### Entries from a dataset
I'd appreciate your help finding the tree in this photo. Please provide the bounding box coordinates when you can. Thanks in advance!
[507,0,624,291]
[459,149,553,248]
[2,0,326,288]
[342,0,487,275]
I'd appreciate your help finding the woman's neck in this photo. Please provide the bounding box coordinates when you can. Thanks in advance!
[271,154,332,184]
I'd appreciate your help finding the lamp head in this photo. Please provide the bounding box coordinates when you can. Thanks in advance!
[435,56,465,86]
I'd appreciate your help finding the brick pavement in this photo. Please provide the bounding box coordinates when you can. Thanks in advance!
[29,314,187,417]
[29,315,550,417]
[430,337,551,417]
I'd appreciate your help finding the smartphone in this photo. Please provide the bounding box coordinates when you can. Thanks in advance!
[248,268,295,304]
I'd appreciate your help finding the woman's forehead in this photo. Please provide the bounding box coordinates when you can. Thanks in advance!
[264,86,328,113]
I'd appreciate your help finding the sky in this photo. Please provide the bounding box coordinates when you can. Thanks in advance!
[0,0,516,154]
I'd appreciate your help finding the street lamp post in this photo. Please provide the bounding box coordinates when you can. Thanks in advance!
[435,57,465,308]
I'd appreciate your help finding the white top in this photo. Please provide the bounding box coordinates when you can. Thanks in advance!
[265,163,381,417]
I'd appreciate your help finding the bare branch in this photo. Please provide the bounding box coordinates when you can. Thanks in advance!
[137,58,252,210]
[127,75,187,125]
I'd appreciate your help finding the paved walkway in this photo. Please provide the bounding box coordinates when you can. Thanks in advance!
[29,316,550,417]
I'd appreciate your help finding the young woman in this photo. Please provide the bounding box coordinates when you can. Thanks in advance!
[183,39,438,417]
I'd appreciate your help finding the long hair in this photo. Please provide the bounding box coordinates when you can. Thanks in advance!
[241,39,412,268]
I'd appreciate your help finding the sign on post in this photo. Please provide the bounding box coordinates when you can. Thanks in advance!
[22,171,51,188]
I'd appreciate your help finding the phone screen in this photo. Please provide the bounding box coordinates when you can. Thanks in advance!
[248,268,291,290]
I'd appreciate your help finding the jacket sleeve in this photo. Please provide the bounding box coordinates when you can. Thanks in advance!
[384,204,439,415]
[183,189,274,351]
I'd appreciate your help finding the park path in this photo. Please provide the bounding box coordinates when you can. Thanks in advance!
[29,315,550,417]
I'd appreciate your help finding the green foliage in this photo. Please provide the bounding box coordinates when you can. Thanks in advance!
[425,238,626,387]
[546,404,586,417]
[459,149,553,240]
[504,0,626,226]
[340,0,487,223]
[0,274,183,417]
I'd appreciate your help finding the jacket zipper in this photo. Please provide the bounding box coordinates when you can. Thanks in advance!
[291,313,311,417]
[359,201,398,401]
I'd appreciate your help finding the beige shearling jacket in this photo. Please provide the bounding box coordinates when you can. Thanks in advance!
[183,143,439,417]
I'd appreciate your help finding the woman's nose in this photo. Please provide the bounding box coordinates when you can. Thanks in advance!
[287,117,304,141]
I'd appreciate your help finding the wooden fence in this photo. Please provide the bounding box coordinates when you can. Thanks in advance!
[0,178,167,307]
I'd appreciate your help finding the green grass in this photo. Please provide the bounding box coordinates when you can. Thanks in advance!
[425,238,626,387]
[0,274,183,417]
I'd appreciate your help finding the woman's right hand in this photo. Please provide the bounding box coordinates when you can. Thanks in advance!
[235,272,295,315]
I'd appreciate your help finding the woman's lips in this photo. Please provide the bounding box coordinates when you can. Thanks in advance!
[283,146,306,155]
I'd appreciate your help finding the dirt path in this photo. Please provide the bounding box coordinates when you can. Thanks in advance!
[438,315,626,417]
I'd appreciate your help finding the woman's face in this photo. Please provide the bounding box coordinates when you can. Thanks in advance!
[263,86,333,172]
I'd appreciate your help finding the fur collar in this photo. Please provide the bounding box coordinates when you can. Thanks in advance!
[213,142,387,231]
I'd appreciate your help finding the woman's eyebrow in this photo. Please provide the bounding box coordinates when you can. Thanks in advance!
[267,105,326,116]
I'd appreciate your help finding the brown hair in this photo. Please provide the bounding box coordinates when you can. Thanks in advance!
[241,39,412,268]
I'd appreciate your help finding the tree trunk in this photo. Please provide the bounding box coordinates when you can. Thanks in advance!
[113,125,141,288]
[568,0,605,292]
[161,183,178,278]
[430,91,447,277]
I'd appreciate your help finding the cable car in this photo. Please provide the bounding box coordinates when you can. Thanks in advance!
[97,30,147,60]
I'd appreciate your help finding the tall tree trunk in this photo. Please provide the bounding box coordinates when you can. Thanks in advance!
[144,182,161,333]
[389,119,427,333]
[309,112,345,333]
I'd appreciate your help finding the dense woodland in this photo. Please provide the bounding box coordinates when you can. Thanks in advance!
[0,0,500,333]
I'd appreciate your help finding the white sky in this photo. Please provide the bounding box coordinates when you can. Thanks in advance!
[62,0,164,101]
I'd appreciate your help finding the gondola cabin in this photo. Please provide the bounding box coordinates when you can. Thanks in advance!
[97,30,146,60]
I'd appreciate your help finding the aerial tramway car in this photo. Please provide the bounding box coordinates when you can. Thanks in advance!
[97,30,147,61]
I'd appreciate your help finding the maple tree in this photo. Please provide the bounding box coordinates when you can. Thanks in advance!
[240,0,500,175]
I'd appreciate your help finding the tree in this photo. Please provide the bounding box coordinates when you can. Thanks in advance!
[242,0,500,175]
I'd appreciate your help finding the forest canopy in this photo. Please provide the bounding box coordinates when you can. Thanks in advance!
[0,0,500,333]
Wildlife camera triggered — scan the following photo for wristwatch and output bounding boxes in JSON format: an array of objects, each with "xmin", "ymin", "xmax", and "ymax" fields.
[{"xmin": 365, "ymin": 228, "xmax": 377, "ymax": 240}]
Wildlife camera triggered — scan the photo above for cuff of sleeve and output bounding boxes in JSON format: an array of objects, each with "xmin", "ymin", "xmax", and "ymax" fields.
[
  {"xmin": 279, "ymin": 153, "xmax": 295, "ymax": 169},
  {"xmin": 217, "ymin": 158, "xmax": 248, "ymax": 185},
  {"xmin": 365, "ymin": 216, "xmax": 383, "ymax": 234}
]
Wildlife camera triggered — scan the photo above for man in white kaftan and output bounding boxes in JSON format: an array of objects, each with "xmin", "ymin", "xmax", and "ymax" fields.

### Task requirements
Repeat the lines that follow the same way, without changes. Begin at the line that contains "I'd appreciate your help finding the woman's forehead" and stop after the line that contains "[0,0,516,154]".

### Written solution
I'd appreciate your help finding the woman's forehead in this photo. Please provide the bounding box coordinates when you can. Thanks in advance!
[264,86,328,113]
I'd appreciate your help finding the sky in this photo. Please provide the bounding box coordinates when you can. Thanks in advance!
[0,0,516,154]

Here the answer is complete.